Task to complete
Reproduce the records below exactly, but leave their pictures out of the copy.

Image-grounded pointing data:
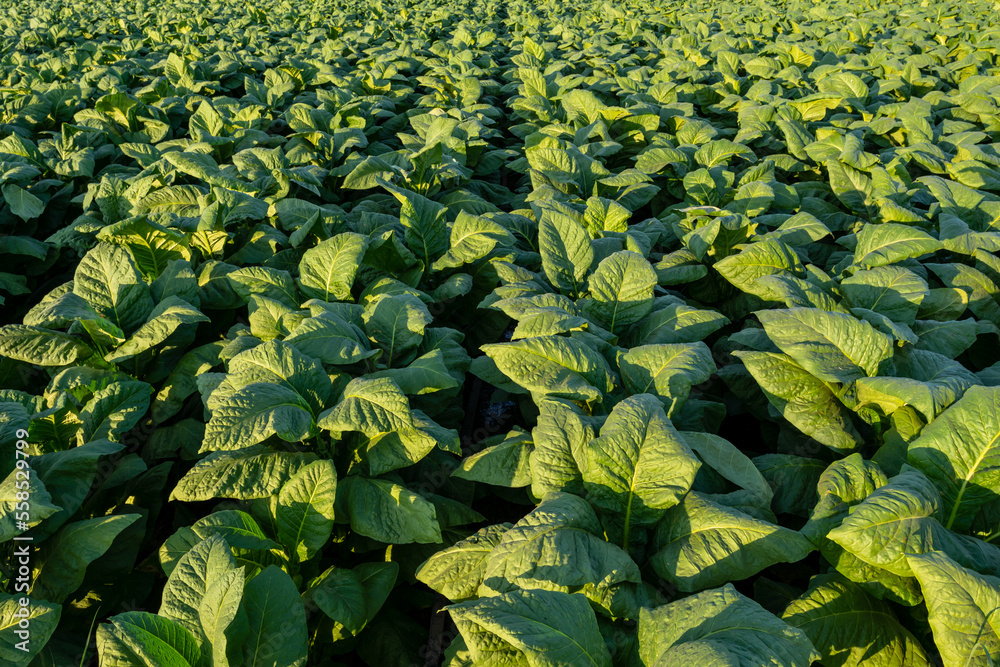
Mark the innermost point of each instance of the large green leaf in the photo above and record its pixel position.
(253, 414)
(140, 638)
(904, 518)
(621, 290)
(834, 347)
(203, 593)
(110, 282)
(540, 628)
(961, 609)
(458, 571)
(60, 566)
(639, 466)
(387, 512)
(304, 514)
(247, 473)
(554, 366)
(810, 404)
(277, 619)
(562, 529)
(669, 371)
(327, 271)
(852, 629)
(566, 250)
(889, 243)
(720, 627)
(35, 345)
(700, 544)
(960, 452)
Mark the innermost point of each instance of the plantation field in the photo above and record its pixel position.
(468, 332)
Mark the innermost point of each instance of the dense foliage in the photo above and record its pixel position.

Answer space
Mark the innermost point of each instance of the large green leaf in the photo above and record its pixel position.
(253, 414)
(140, 638)
(904, 518)
(621, 290)
(834, 347)
(203, 593)
(110, 282)
(540, 628)
(961, 609)
(458, 571)
(60, 566)
(639, 466)
(387, 512)
(304, 514)
(247, 473)
(554, 366)
(810, 404)
(277, 619)
(562, 529)
(669, 371)
(327, 271)
(852, 629)
(566, 250)
(889, 243)
(720, 627)
(35, 345)
(700, 544)
(960, 452)
Mark the innermost point of each instance of the plantation field in the photo above and record its pixel position.
(468, 332)
Mark the innermost point of each instance of the dense foliage in the photo above and record its pixel position.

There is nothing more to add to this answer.